[ASSIGNMENT] Please return the whole listing. Keep each line exactly the same.

[RECORDS FOR THIS EXERCISE]
━━━

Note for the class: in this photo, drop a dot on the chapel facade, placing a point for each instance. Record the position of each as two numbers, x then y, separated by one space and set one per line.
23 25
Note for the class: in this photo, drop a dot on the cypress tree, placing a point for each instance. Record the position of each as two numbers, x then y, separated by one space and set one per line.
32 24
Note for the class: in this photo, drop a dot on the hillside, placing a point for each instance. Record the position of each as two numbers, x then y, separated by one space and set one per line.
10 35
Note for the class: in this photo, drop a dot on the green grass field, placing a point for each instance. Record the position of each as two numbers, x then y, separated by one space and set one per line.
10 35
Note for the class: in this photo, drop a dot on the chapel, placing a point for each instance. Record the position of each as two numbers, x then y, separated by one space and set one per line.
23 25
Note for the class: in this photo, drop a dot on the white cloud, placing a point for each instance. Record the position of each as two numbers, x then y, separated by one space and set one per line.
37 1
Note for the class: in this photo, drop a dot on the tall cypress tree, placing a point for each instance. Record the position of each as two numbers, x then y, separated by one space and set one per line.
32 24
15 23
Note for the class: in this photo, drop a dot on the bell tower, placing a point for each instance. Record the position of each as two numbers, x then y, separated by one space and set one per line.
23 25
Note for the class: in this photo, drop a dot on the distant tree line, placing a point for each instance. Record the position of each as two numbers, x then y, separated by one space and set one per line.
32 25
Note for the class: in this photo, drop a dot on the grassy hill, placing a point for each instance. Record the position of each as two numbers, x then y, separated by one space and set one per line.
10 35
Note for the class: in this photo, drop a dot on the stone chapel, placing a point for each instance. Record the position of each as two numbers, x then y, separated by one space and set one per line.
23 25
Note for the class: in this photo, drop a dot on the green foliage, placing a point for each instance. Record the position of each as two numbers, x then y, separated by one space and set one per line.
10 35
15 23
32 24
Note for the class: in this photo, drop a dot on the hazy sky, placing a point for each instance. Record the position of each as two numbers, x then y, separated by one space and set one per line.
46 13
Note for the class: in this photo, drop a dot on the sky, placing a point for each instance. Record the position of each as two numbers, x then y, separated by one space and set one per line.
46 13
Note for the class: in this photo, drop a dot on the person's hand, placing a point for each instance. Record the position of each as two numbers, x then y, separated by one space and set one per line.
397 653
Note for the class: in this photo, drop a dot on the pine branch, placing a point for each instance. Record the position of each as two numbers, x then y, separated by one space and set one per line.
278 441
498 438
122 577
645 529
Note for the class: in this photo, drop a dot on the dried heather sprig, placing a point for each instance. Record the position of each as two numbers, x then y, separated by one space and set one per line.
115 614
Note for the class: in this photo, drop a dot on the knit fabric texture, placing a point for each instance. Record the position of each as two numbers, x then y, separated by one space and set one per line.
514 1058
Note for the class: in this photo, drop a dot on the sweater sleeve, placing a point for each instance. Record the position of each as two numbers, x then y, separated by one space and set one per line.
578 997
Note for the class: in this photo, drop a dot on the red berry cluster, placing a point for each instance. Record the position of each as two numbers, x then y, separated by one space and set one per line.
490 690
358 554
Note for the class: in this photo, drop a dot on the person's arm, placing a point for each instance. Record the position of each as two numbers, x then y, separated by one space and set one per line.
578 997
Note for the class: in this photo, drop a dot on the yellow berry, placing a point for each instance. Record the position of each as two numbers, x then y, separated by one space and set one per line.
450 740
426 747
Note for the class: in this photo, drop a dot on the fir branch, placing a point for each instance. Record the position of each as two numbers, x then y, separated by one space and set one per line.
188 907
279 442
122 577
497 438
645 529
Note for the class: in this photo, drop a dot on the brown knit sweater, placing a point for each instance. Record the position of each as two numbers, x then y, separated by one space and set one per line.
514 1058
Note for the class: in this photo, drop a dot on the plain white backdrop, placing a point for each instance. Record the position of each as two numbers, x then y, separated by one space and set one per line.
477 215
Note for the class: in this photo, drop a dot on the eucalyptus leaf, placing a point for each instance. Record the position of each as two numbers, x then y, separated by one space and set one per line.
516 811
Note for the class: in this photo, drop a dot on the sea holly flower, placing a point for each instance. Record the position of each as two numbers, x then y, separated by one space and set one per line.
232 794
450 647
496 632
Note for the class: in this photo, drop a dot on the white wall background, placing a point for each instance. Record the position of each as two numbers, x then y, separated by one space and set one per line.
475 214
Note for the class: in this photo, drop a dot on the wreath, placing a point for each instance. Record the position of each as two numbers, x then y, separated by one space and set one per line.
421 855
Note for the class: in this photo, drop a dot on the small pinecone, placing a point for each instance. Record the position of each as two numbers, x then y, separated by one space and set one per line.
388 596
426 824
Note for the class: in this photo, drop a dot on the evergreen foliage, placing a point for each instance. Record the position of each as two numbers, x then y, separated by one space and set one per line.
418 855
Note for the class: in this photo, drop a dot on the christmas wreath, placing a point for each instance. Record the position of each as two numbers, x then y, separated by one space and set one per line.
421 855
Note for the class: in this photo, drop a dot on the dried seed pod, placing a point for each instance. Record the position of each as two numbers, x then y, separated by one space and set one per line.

━━━

[EXPECTED OUTPUT]
Note for the class: in this photo, drop a dot on the chapel facade, placing a point for each instance. Record the position of each as two numbers, x then y, separated by one space and set one per line.
23 25
Note for the class: in this photo, drop a dot on the cypress tree, placing a point for each instance. Record the position of each as two numbers, x then y, separated by one space and set one per line.
32 24
Note for the class: in this photo, drop a dot on the hillside, placing a point for each instance. Record the position of each as two numbers, x then y, separated by one space and set one per line.
10 35
Note for the class: in this photo, drop a dot on the green grass field, placing a point for each instance. Record the position of each as two numbers, x then y, separated by one space and set one per line.
10 35
Note for the class: in this photo, drop a dot on the chapel, placing a point for each instance. Record the position of each as two numbers, x then y, separated by one space and set one per line.
23 25
Note for the class: in this photo, drop a dot on the white cloud, placing a point for each instance. Record the position of each as two numbers, x then y, separated by one space and set one per line.
37 1
Note for the class: in this photo, drop a dot on the tall cypress tree, placing a point for each instance. Record the position of each as two numbers, x then y, separated by one space and set one per line.
32 24
15 23
Note for the class: in this photo, drop a dot on the bell tower, placing a point for each instance. Record the position of each as two numbers, x then y, separated by one space and set one per line.
23 25
Note for the class: in this photo, drop a dot on the distant tree line, placing a point for each instance. Record the position of each as two numbers, x then y, separated by one space and set one per line.
32 25
Note for the class: in this photo, drop a dot on the grassy hill, placing a point for each instance. Record the position of each as two numbers, x then y, separated by one space and set one per line.
10 35
Note for the class: in this photo, drop a dot on the stone chapel, placing a point for each instance. Record the position of each as two numbers, x then y, separated by one space and set one per line.
23 25
Note for the class: in this photo, drop a dot on the green foliage, placing a point for each instance. Record the position of each as two numbers, x then y, separated by one space and set one per line.
10 35
15 23
32 24
Note for the class: in this photo, drop a dot on the hazy sky, placing a point for each instance. Record the position of each as two numbers, x then y, separated by one space and set one per line.
46 13
Note for the class: in this photo, drop a dot on the sky, placing a point for each instance. Record the position of each as two numbers, x then y, separated by one space and set one per line.
46 13
Note for the class: in this photo, drop a dot on the person's hand, placing a point for each instance. Record the position of each as two numbers, x then y, separated by one space and set one per line.
397 653
Note for the class: in this photo, drop a dot on the pine branch, placing a point for each instance. Record the position of each as two numbers, x then y, separated by one space and set one per line.
278 441
498 438
122 577
645 529
Note for the class: in this photo, drop a dot on the dried heather sprig, placing a point for each instance. Record the position of each as two numbers, x then y, separated by one space and set one per line.
115 614
Note for the class: in this photo, drop a dot on the knit fabric texture, placing a point for each instance. Record the position of each as two numbers, x then y, separated by one space and set one per line.
514 1058
Note for the class: in this photo, drop a dot on the sweater sleeve, placing a point for each instance. Record the position of each as two numbers, x then y, separated by one space and set one per line.
578 997
Note for the class: in this photo, drop a dot on the red berry cluster, placing a point for each instance. Record the position of each as two numbers, x then y, separated by one space and set one per line.
490 690
358 554
Note for the class: in this photo, drop a dot on the person's arm, placing a point for each instance. Record the position of each as two numbers, x then y, separated by one space and set one per line.
578 997
Note for the class: in this photo, drop a dot on the yellow berry, placing a point for each instance. Record the position of each as two numbers, x then y, separated by one space and set one per line.
450 740
426 747
Note for the class: in this photo, drop a dot on the fir branch, placing a point for each instance. Record the position of each as two numbers, x then y, separated by one space and set one per line.
188 907
279 442
122 577
497 438
645 529
Note for the class: in this photo, drop a dot on the brown knit sweater, placing a point for each instance. Record the position of each as two numbers, x then y, separated by one space and set one per line.
514 1058
Note for the class: in this photo, drop a dot on the plain white backdrop, placing a point for each instance. Record the position of each as two numbers, x then y, separated by one space and set one per line.
477 215
Note for the class: in this photo, drop a dot on the eucalyptus leaf, placing a point for each instance. Record the position of each as two numbers, x then y, separated by one space and set one per line.
516 811
Note for the class: in this photo, drop a dot on the sea holly flower, placing a point for each instance. Record the position of each as two numbers, x then y, separated by one space and set one per line.
232 794
450 647
496 632
Note for the class: in this photo, drop a dot on the white wall background, placing a point for each instance. Record the position of each as two numbers, x then y, separated by one space and set one per line.
475 214
Note for the class: in this photo, drop a dot on the wreath, placing a point for each instance. Record the position of each as two numbers, x then y, separated by one space and set one per line.
421 855
Note for the class: in this photo, drop a dot on the small pinecone, placing a point for each instance. Record the position of each as two numbers, x then y, separated by one space and set one per line.
388 596
426 824
Note for the class: in this photo, drop a dot on the evergreen foliage, placing a point for each instance. Record the position of each as two numbers, x then y, separated by one space and set one per line.
418 855
Note for the class: in this photo, drop a dot on the christmas wreath, placing a point for each instance. Record the position of each as two numbers, x then y, separated by one space and set one per line.
421 855
Note for the class: in this photo, drop a dot on the dried seed pod, placing a point for each instance. Record the position of each as two numbers, x then y, separated by one space and set one per line.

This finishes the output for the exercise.